--- PAGE EXCERPT ---
It’s in the Plati-Numbers
If it sounds as though we’re comparing sticker prices in a vacuum, we’re not. Breeding matters, particularly at the Platinum’s price level. One needn’t root around in the Escalade’s pricing and hereditary chain to notice the built-down-to-a-price switchgear and high-volume assembly methods shared by its more mainstream relatives. This same interior, at its most basic, isn’t perfect but is convincingly luxurious in the low $70,000s; it is less so in the stratosphere. It brings to mind another iconic General Motors product, the Corvette, which despite its improved interior continues to be outclassed by the cabin environment of the Porsche 911 for one reason: Chevy is constrained by the Vette’s $56,395 base price for 2016, while Porsche’s lowliest 911 runs $85,350.
---
WHAT YOU NEED TO DO —
[a] In the Escalade Platinum passage, what is the Corvette's base price for 2016?
[b] Transcribe the Escalade Platinum passage starting with "It’s in the" and going on through "911 runs $85,350.".
[c] Write the next part of the Escalade Platinum passage, picking up after its final sentence.
--- INFORMATION SHOWN ---
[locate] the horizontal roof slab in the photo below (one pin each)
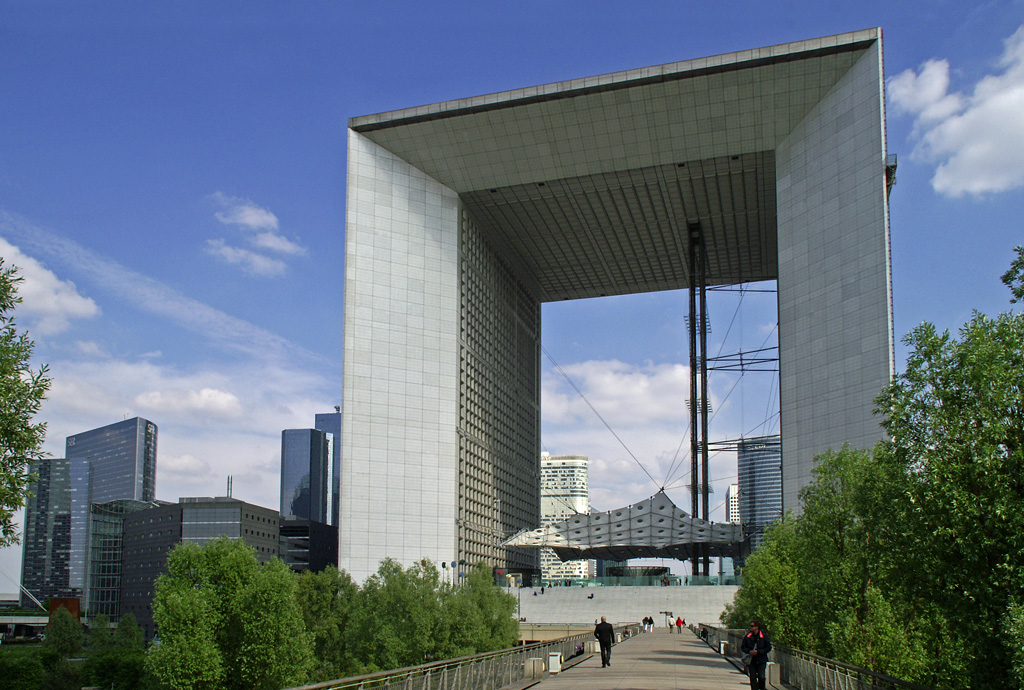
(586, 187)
---
--- INFORMATION SHOWN ---
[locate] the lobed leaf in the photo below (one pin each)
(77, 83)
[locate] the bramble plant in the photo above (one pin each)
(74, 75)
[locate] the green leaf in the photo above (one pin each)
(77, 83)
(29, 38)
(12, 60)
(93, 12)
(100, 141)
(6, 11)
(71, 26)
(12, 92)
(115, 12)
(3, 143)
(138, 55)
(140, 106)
---
RESPONSES BY TASK —
[a] $56,395

[b]
It’s in the Plati-Numbers
If it sounds as though we’re comparing sticker prices in a vacuum, we’re not. Breeding matters, particularly at the Platinum’s price level. One needn’t root around in the Escalade’s pricing and hereditary chain to notice the built-down-to-a-price switchgear and high-volume assembly methods shared by its more mainstream relatives. This same interior, at its most basic, isn’t perfect but is convincingly luxurious in the low $70,000s; it is less so in the stratosphere. It brings to mind another iconic General Motors product, the Corvette, which despite its improved interior continues to be outclassed by the cabin environment of the Porsche 911 for one reason: Chevy is constrained by the Vette’s $56,395 base price for 2016, while Porsche’s lowliest 911 runs $85,350.

[c]
So, sure, the Platinum boasts Escalade-exclusive features such as a cooled center-console cubby, a drop-down 8.5-inch infotainment display, dual rear-seat DVD screens, illuminated “Platinum” doorsill plates, a special chrome grille and 22-inch wheels, nappa leather seats, a leather-wrapped dashboard and door panels, and a sueded microfiber headliner. But it’s all additive, a matter of installing more and more stuff to justify pushing up the price. Just as you can’t toss a few cuts of open-pore wood, scraps of nappa leather, and a roll of sueded upholstery into a regular living room and declare that room a royal castle, the Platinum’s finer cabin materials feel like a veneer for humbler scaffolding.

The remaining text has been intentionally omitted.